Tâches et exercices:
a) Les affirmations suivantes concordent-elles avec le texte sur Dürrenmatt ? Pour chacune, répondez par oui ou par non et citez textuellement les mots qui tranchent.
(i) Pour Dürrenmatt, la littérature est une forme de connaissance logique.
(ii) La conférence de Mayence a été tenue en 1968.
(iii) La pensée dramaturgique se limite au genre théâtral.
b) Répondez brièvement à ces questions sur le texte consacré à Dürrenmatt.
(i) Quel lieu chez Proust est donné comme exemple de singulier qui est aussi universel ?
(ii) Quelle métaphore Dürrenmatt emploie-t-il pour expliquer la stratégie de la pensée dramaturgique ?
(iii) Appliquée à la politique, que cherche à saisir la pensée dramaturgique ?
c) Poursuivez le texte sur Dürrenmatt à partir de sa dernière phrase.
____ Texte fourni
Pour Dürrenmatt, la littérature est « une espèce particulière de connaissance »7, une technique réflexive ou « Denktechnik » (WA 30, 210) et ressemble par conséquent à la philosophie, qui peut être considérée comme une pensée langagière. Il faut essentiellement clarifier la particularité de cette forme littéraire de connaissance : la conception singulière des fictions artistiques et plus précisément littéraires se fonde sur l’hypothèse ou, chez Dürrenmatt, sur la certitude que l’écriture de fiction est susceptible de déclencher un processus de connaissance semblable au discours philosophique. Elle n’est pas une forme de connaissance logique, certes, mais pourrait-on dire « prélogique » (l’adjectif ne contient aucun jugement de valeur). Il faut s’entendre sur le terme. Si nous partons d’une définition claire et brève de la philosophie en tant que « pratique théorique (discursive, raisonnable, conceptuelle) mais non scientifique »8, nous constatons que la littérature est plutôt poiesis que praxis, création plutôt qu’activité (sociale), non théorique au sens où elle n’utilise pas forcément un langage discursif, conceptuel et abstrait. En revanche, elle est évidemment non scientifique et peut, comme la philosophie, prétendre au singulier et à l’universel – le Combray de Proust est aussi le monde. La littérature revêt pour Dürrenmatt une dimension réflexive, un potentiel à enrichir la connaissance, parce qu’elle crée, comme la science (la physique par exemple) d’ailleurs, des fictions, des hypothèses, des représentations qui donnent matière à un raisonnement et un débat philosophiques. Elle est, à ses yeux, même indispensable pour emprunter le chemin de la connaissance : « Si l’on ne prend pas le risque de la fiction, le chemin de la connaissance reste impraticable »9.

Cette pensée en mode de fictions est pour Dürrenmatt la « pensée dramaturgique »10. Elle est bien plus qu’une simple réflexion sur l’art de la composition dramatique et dépasse le genre théâtral. Elle est une analyse qui se sert de l’imagination, de l’expérience de pensée, du plaisir du jeu et qui s’applique à des domaines très hétéroclites : le mythe, la fantaisie, la politique, la Suisse, etc. Dans l’Exposé monstre sur la justice et le droit, une conférence tenue en 1968 à l’Université Johannes Gutenberg de Mayence, Dürrenmatt explique la stratégie de la pensée dramaturgique à l’aide de la métaphore du jeu d’échec :

Si la pensée politiquement dialectique tente d’ériger une doctrine concernant la manière dont les blancs gagnent une partie d’échecs, la pensée dramaturgiquement dialectique représente une description du jeu d’échecs indépendamment de la question de savoir si les blancs ou les noirs gagnent, si la partie se termine en mat ou en pat. Seul compte le jeu en soi, la thématique de l’ouverture, la dramatique de la fin de partie : appliquées à la politique, la pensée dramaturgique tente de saisir ses règles, non pas son contenu11.
________
____ Données extraites
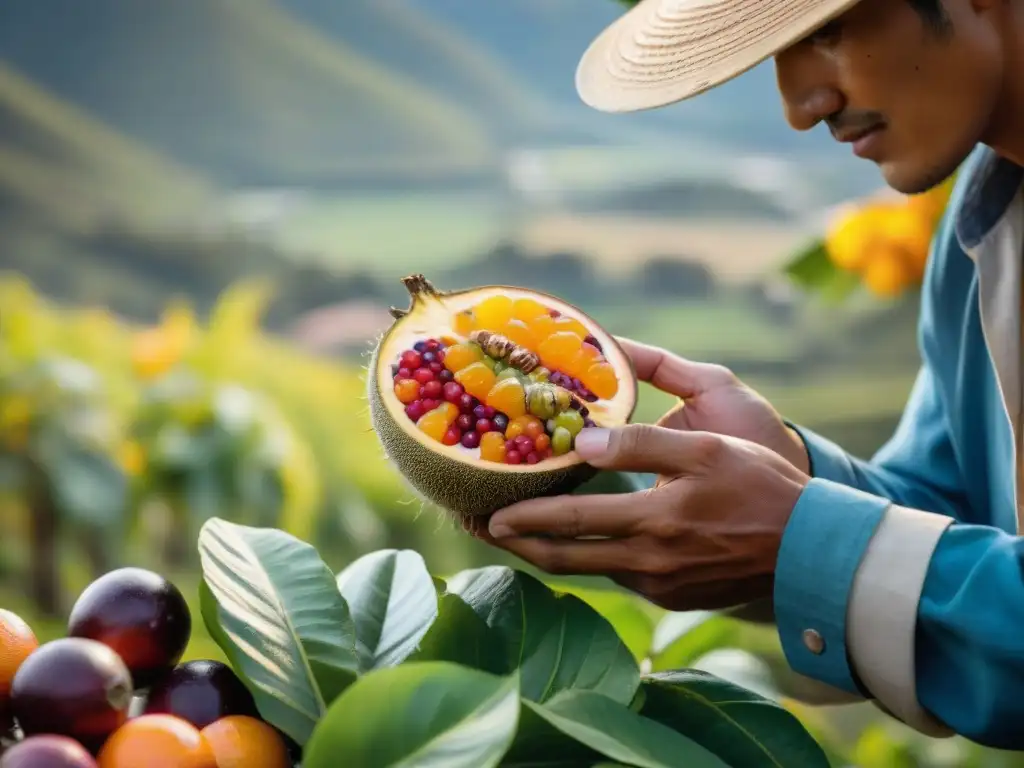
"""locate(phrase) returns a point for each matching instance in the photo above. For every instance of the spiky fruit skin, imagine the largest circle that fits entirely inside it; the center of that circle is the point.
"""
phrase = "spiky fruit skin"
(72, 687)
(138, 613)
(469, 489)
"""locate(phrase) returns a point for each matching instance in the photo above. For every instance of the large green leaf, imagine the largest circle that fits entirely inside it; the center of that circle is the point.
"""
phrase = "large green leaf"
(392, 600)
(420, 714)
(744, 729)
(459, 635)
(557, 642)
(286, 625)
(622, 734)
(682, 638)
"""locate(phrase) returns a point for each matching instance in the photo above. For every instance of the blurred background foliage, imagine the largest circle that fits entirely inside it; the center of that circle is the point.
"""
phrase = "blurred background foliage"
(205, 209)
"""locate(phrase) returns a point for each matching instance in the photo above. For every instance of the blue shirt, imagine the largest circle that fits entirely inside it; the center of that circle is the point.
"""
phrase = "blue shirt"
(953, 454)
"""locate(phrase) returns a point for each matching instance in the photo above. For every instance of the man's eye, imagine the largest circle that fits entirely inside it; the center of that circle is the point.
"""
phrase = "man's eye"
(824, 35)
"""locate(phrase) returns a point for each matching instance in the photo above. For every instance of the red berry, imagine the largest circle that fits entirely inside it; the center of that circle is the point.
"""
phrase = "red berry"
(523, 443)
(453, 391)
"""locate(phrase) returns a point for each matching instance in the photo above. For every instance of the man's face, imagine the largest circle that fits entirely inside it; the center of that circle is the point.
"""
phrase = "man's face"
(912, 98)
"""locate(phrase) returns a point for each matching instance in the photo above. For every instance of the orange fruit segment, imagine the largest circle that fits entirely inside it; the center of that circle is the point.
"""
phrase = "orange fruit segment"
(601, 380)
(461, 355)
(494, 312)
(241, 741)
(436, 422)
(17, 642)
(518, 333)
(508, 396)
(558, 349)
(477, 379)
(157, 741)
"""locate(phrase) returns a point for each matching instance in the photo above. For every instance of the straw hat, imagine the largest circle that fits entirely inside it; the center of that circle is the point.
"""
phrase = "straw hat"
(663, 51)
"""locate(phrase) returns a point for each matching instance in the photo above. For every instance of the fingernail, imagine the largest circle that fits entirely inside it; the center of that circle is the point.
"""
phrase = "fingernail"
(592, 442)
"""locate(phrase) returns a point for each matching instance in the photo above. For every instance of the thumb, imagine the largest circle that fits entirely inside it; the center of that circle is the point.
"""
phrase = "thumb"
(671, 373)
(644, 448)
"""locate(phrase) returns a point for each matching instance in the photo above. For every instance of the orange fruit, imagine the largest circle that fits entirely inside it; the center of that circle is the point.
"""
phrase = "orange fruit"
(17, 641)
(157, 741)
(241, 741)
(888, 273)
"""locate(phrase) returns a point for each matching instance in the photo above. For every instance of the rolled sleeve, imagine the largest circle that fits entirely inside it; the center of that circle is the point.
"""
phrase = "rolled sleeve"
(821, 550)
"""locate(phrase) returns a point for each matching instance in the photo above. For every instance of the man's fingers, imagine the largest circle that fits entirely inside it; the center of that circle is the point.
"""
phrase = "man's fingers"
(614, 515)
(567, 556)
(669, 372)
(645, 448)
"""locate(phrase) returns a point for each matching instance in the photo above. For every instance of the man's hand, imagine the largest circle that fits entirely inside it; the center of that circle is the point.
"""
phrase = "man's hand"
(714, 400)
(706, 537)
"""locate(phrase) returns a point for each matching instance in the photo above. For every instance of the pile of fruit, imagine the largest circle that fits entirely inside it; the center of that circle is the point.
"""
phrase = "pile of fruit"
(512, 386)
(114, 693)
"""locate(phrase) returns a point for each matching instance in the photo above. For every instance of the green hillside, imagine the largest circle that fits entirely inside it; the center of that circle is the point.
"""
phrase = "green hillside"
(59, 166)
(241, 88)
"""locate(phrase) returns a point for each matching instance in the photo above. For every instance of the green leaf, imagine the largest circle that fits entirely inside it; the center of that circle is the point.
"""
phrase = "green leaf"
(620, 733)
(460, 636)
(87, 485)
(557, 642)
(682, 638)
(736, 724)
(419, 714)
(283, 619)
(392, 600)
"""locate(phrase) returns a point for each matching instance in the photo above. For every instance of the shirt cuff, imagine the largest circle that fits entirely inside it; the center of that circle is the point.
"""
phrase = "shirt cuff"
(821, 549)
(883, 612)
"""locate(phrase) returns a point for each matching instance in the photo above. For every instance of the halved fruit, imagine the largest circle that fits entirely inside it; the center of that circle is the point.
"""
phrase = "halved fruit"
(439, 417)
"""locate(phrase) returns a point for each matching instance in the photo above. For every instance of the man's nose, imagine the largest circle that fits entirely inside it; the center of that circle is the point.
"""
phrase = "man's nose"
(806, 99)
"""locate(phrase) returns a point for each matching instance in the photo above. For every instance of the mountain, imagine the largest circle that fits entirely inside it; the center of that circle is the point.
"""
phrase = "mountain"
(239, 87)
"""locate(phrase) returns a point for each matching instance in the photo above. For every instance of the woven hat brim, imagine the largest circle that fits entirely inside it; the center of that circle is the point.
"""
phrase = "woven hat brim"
________
____ Données extraites
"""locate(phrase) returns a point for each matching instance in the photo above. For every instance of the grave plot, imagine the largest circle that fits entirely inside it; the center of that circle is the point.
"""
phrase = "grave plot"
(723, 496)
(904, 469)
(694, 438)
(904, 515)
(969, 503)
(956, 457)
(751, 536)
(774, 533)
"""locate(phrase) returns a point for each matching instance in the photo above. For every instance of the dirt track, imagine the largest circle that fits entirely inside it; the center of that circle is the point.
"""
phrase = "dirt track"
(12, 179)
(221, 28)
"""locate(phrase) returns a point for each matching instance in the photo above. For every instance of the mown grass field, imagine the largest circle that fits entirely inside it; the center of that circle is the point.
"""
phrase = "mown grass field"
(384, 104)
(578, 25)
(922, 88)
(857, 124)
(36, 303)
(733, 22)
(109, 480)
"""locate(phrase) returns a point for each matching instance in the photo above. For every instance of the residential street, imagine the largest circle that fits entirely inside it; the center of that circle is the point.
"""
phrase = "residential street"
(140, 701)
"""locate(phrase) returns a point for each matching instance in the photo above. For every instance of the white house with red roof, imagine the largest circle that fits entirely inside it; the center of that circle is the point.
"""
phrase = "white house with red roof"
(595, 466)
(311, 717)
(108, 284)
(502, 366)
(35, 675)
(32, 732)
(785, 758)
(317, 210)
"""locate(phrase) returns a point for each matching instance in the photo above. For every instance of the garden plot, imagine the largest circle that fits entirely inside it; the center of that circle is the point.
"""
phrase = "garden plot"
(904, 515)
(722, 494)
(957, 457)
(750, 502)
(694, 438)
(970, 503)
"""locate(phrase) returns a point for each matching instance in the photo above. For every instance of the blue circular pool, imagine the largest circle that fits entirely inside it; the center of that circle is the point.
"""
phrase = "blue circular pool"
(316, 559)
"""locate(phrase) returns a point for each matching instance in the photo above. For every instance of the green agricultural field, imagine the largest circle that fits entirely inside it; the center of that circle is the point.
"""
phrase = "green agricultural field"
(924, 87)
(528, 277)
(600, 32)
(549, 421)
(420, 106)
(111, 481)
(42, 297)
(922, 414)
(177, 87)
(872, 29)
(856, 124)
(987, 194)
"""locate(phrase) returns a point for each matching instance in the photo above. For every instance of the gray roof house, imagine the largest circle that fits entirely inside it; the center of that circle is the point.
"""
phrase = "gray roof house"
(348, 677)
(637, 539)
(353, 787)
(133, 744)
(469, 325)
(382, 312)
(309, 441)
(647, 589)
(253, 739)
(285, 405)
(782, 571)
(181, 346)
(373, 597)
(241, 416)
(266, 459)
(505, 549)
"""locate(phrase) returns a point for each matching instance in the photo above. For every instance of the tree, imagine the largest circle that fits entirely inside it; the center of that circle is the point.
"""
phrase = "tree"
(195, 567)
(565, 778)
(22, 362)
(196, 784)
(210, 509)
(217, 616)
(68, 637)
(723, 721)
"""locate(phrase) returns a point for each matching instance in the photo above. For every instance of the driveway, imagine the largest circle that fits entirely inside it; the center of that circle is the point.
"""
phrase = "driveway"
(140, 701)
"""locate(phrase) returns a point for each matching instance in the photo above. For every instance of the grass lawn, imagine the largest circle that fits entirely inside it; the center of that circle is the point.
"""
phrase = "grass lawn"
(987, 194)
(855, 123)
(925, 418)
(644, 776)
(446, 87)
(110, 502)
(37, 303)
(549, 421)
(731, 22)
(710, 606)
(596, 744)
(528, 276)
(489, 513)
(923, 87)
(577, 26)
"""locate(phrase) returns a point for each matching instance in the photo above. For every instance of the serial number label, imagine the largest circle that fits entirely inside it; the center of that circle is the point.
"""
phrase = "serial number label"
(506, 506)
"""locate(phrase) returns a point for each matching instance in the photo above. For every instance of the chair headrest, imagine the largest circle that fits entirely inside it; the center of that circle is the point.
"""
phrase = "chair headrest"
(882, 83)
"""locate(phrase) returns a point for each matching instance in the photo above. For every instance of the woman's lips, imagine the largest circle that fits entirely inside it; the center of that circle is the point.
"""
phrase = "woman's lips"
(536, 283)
________
____ Données extraites
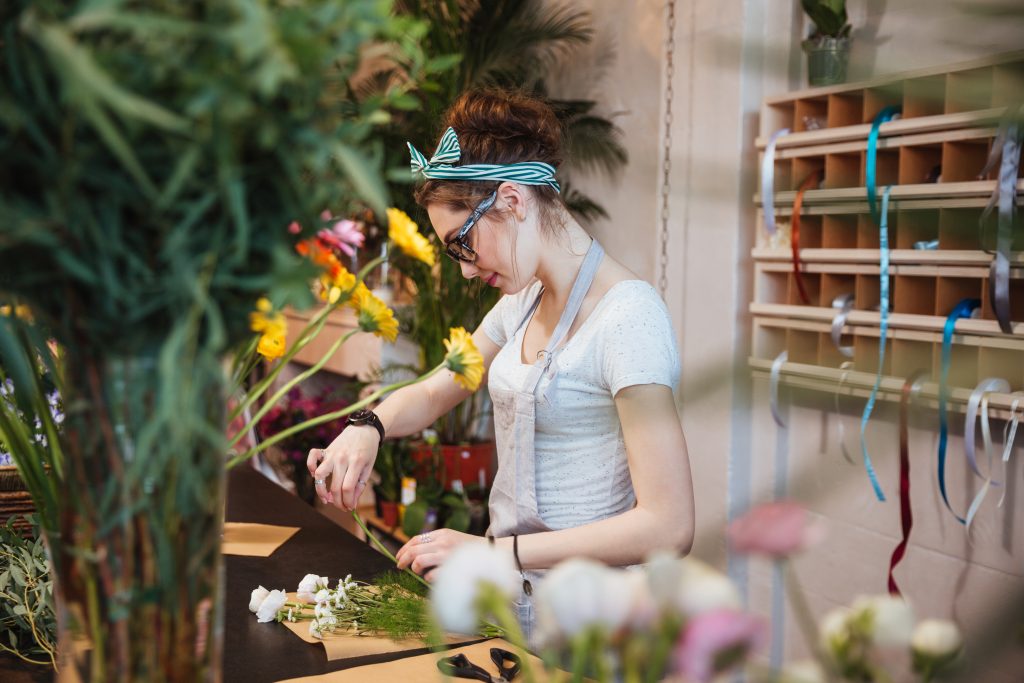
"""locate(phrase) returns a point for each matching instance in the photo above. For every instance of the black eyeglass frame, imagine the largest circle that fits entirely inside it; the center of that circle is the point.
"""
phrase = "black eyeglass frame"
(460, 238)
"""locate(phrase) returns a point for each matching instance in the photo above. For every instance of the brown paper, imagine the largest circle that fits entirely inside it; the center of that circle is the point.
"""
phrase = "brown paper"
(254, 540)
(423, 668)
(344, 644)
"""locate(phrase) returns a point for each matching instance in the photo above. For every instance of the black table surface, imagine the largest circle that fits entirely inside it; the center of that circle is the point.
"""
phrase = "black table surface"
________
Réponses attendues:
a)
(i) Non : « Elle n’est pas une forme de connaissance logique ».
(ii) Oui : « une conférence tenue en 1968 à l’Université Johannes Gutenberg de Mayence ».
(iii) Non : « dépasse le genre théâtral ».

b)
(i) Combray.
(ii) La métaphore du jeu d’échecs.
(iii) Ses règles, non pas son contenu.

c)
La pensée dramaturgique met en lumière plus ponctuellement les polysémies, les ambiguïtés, les contradictions de certaines notions et de leur interprétation (liberté, égalité, fraternité), les règles ou les lois de certaines situations (d’une réalité politique de ce monde par exemple) plutôt que leur histoire.

2. Contes

Un parcours très rapide et forcément incomplet à travers quelques textes démontre la grande variété de formes de fiction que Dürrenmatt utilise comme support de la connaissance. L’Exposé monstre justement qui veut être « Une petite dramaturgie de la politique » (sous-titre) s’appuie sur deux contes des Mille et une nuits que l’auteur, « académique à la manière du comédien »12, introduit pour essayer de comprendre les termes de justice et de droit. Voici le premier conte :

Le prophète Mahomet est assis sur une colline dans un endroit isolé. Au pied de la colline se trouve une source. Un cavalier arrive. Tandis que le cavalier abreuve son cheval, une bourse lui tombe de la selle. Le cavalier s’éloigne sans remarquer la perte de la bourse. Un deuxième cavalier arrive, trouve la bourse et repart en l’emportant. Un troisième cavalier arrive et abreuve son cheval à la source. Entre-temps, le premier cavalier a remarqué la perte de la bourse et revient. Il croit que c’est le troisième cavalier qui lui a volé l’argent et il en résulte un conflit. Le premier cavalier tue le troisième ; mais surpris de ne pas trouver de bourse sur ce dernier, il s’enfuit. Le prophète sur la colline est désespéré. « Allah », s’exclame-t-il, « le monde est injuste. Un voleur échappe à la punition, et un innocent est tué ! » Allah, habituellement silencieux, répond : « Fou que tu es ! Que comprends-tu de ma justice ! Le premier cavalier avait volé l’argent qu’il a perdu au père du deuxième cavalier. Le deuxième cavalier a donc emporté ce qui lui appartenait déjà. Le troisième cavalier avait violé la femme du premier. En tuant le troisième cavalier, le premier a vengé sa femme ». Puis Allah se tait à nouveau. Le prophète, après avoir entendu la voix d’Allah, loue sa justice13.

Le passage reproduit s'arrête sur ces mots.